### INSTRUCTIONS TO FOLLOW:
Can you give all the records again without altering a single character?

Stored data entries

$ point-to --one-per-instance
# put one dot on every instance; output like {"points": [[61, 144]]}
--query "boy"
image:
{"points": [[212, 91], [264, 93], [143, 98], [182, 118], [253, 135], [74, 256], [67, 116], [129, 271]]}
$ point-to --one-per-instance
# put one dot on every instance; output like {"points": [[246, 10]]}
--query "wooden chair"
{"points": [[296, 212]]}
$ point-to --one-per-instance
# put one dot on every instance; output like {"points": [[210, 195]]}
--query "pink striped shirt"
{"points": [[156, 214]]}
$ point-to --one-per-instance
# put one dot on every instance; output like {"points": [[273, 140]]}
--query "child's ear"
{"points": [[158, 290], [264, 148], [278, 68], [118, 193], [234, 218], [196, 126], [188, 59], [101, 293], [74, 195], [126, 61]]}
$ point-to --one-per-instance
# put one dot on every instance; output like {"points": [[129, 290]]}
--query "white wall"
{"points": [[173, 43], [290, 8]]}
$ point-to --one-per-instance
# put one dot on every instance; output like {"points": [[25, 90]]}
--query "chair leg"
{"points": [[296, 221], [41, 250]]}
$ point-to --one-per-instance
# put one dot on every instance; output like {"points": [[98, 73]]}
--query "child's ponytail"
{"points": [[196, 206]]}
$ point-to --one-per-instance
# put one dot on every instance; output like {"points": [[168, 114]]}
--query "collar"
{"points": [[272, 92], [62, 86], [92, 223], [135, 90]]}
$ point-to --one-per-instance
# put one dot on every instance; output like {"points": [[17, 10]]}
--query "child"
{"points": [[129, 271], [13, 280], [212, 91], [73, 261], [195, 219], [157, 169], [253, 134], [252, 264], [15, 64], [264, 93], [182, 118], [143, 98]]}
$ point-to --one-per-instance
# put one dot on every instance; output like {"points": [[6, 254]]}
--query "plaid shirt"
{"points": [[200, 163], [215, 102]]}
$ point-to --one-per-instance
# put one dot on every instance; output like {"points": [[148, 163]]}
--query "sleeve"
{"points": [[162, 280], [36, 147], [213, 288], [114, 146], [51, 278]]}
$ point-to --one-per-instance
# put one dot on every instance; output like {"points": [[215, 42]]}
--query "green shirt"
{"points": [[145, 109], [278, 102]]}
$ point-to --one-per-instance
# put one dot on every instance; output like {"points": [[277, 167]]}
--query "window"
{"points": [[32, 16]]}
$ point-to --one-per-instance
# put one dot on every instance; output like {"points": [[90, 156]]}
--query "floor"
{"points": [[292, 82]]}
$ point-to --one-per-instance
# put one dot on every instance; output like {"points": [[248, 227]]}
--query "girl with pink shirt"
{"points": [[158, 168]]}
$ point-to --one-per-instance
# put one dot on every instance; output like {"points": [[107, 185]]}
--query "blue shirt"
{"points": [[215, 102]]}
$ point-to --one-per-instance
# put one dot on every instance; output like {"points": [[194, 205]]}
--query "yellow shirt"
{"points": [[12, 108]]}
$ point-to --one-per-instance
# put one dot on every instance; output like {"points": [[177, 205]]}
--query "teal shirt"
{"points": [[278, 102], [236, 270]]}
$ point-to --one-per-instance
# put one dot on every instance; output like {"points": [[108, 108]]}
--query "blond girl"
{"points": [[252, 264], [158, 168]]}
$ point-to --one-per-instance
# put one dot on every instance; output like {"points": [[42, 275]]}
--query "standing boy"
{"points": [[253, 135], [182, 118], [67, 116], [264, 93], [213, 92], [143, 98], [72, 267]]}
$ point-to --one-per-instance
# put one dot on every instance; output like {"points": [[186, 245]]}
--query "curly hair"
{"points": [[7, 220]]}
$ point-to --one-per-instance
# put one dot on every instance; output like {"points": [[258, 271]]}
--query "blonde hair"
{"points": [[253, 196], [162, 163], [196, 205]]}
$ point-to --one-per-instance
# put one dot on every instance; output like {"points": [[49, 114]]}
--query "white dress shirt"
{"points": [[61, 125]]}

### ANSWER TO THIS PROBLEM:
$ point-to --one-per-instance
# put one dot on every instance; output like {"points": [[61, 144]]}
--query "boy"
image:
{"points": [[212, 91], [264, 93], [143, 98], [182, 118], [253, 135], [74, 256], [67, 116], [129, 271]]}
$ point-to --one-per-instance
# put one dot on every instance; output like {"points": [[246, 10]]}
--query "wooden chair"
{"points": [[296, 212]]}
$ point-to --one-per-instance
# put one dot on every instance; output like {"points": [[210, 195]]}
--query "pink striped shirt"
{"points": [[156, 214]]}
$ point-to --one-per-instance
# put one dot on every instance; output like {"points": [[273, 140]]}
--query "child's ear"
{"points": [[158, 290], [264, 148], [278, 68], [118, 193], [234, 218], [196, 126], [188, 59], [101, 293], [74, 195], [126, 61]]}
$ point-to --one-per-instance
# put one dot on every instance; output like {"points": [[129, 290]]}
--query "white wall"
{"points": [[173, 43], [290, 8]]}
$ point-to --one-per-instance
# put one dot on every instance; output like {"points": [[25, 90]]}
--query "chair leg"
{"points": [[296, 221], [41, 250]]}
$ point-to --one-per-instance
# put one dot on every instance; output like {"points": [[98, 73]]}
--query "child's ponytail"
{"points": [[196, 206]]}
$ point-to --one-per-instance
# put one dot on every instance; output like {"points": [[168, 114]]}
--query "collar"
{"points": [[272, 92], [62, 86], [92, 223], [135, 90]]}
$ point-to --one-per-instance
# put one dot on every instance; output like {"points": [[17, 10]]}
--query "child"
{"points": [[129, 271], [13, 280], [212, 91], [73, 261], [195, 219], [157, 169], [253, 134], [252, 264], [15, 64], [264, 93], [182, 118], [143, 98]]}
$ point-to --one-per-instance
# put one dot on every instance; output like {"points": [[6, 254]]}
--query "plaid shirt"
{"points": [[200, 163], [215, 102]]}
$ point-to --one-per-instance
# put one dot on every instance; output like {"points": [[148, 163]]}
--query "sleeve"
{"points": [[162, 280], [36, 147], [213, 288], [114, 146], [51, 278]]}
$ point-to --one-per-instance
# put one dot on every instance; output like {"points": [[215, 42]]}
--query "green shirt"
{"points": [[145, 109], [278, 102]]}
$ point-to --one-per-instance
# put one dot on every instance; output like {"points": [[277, 167]]}
--query "window"
{"points": [[32, 16]]}
$ point-to --one-per-instance
# put one dot on every instance; output like {"points": [[90, 156]]}
--query "floor"
{"points": [[292, 82]]}
$ point-to --one-per-instance
# put one dot on every instance; output like {"points": [[248, 227]]}
--query "girl with pink shirt"
{"points": [[158, 168]]}
$ point-to --one-per-instance
# put one dot on every instance; output like {"points": [[107, 185]]}
--query "blue shirt"
{"points": [[215, 102]]}
$ point-to --one-per-instance
# put one dot on every instance; output like {"points": [[194, 205]]}
--query "yellow shirt"
{"points": [[12, 108]]}
$ point-to --one-per-instance
# put one dot on every instance; output like {"points": [[177, 205]]}
--query "teal shirt"
{"points": [[278, 102], [236, 270]]}
$ point-to --one-per-instance
# put one dot on every instance; output like {"points": [[108, 108]]}
--query "blond girl"
{"points": [[252, 264], [158, 168]]}
$ point-to --one-per-instance
# put one dot on every instance; output like {"points": [[42, 275]]}
--query "standing boy"
{"points": [[253, 135], [182, 118], [67, 116], [264, 93], [213, 92], [143, 98], [72, 267]]}
$ point-to --one-per-instance
# put one dot on every instance; output like {"points": [[186, 245]]}
--query "curly hair"
{"points": [[7, 220]]}
$ point-to --one-per-instance
# put one dot on every instance; output like {"points": [[258, 271]]}
--query "blonde hair"
{"points": [[253, 196], [162, 163], [196, 205]]}
$ point-to --one-per-instance
# put one dot on every instance; output like {"points": [[49, 114]]}
--query "white dress shirt"
{"points": [[61, 125]]}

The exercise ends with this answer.